## Extract to read
※
Re: Cat Toys?
- From: Jack Campin - bogus address <bogus@xxxxxxxxxxxxxxxx>
- Date: Sat, 28 Jul 2007 23:45:18 +0100
Persia is getting older (8-10, don't really know). I'm trying
to get her to play more. [...]
Any recommendations for some inexpensive cat toys that might
stimulate her?
The absolute favourite toy with all our cats, from kittenhood to
very, very old, was free (thrown out in the rubbish). It's a few
feet of the cord that controls a certain kind of window blind - a
densely braided synthetic fibre cord with plastic beads moulded
onto it every half-inch or so (the beads act like the links on a
bicycle chain).
It needs a human on the other end. You swing it around the cat
and it can't resist chasing it. The beads are easy to grab but
the cord is too dense for their claws to catch in it, so they
quickly let it go and you try again. (Except for my little Mingus,
who never quite got the idea of letting go of anything - he gripped
it like grim death between his teeth, you could gently play him
like a fish). Our Chloe likes the challenge if you grip it by the
middle and swing both ends round her head at the same time to give
her two targets to aim at. Others prefer to chase it along the
floor like a snake. For such a simple object it's hours of fun,
and the first one we got lasted 15 years before we gave it away
with two of Marblecake's kittens when we rehomed them.
※
## Dataset rows
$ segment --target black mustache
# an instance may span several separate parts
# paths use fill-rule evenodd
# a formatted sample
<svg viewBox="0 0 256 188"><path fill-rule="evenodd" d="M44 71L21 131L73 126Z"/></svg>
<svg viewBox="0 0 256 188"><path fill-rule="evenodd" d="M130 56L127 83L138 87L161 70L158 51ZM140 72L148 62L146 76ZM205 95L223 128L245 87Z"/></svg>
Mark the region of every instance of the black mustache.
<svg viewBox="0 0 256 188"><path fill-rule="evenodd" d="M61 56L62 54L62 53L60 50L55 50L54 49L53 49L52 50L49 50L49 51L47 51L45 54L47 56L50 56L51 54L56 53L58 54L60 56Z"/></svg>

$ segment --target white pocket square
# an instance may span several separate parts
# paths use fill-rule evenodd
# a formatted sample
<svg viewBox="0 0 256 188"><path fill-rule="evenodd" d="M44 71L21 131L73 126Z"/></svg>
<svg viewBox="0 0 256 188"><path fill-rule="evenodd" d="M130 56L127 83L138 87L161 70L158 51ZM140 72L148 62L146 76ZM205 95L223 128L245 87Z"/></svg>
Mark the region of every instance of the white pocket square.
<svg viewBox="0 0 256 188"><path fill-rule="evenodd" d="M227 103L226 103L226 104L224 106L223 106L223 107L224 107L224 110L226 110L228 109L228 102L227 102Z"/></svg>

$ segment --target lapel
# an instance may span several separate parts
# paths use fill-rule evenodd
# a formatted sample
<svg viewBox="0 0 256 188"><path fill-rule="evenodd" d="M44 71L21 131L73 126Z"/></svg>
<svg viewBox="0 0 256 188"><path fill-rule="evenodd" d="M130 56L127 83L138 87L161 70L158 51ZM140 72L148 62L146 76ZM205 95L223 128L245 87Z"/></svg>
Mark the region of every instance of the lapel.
※
## Task list
- A) Please reprint everything in the cat toy post from "Re: Cat Toys?" down to "bicycle chain).", switching "window blind" to "window shade".
- B) Resume the cat toy post after its final sentence.
The listing can be left aside.

## Solved tasks
- A)
Re: Cat Toys?
- From: Jack Campin - bogus address <bogus@xxxxxxxxxxxxxxxx>
- Date: Sat, 28 Jul 2007 23:45:18 +0100
Persia is getting older (8-10, don't really know). I'm trying
to get her to play more. [...]
Any recommendations for some inexpensive cat toys that might
stimulate her?
The absolute favourite toy with all our cats, from kittenhood to
very, very old, was free (thrown out in the rubbish). It's a few
feet of the cord that controls a certain kind of window shade - a
densely braided synthetic fibre cord with plastic beads moulded
onto it every half-inch or so (the beads act like the links on a
bicycle chain).

- B)
The other real hit, with Muriel and Zeke, was a plastic tarantula
with a jumping mechanism driven by a bulb and a few feet of air
tube. But they destroyed it in a few weeks.
What both of these have in common is that the real toy is the human.
No passive toy is ever going be as interesting as something worked
by an owner who cares and tries to understand how the cat thinks.
Both Marblecake's litters of kittens had a great time with a thing
I got from a charity shop for 1 pound. It's a kitten-sized tent or
Wendy house made of stiff carpeting, with no floor but a hole in the
side a few inches across. They're all over it, inside and out, for
hours every day. But really it's just a structure that helps them
play with each other.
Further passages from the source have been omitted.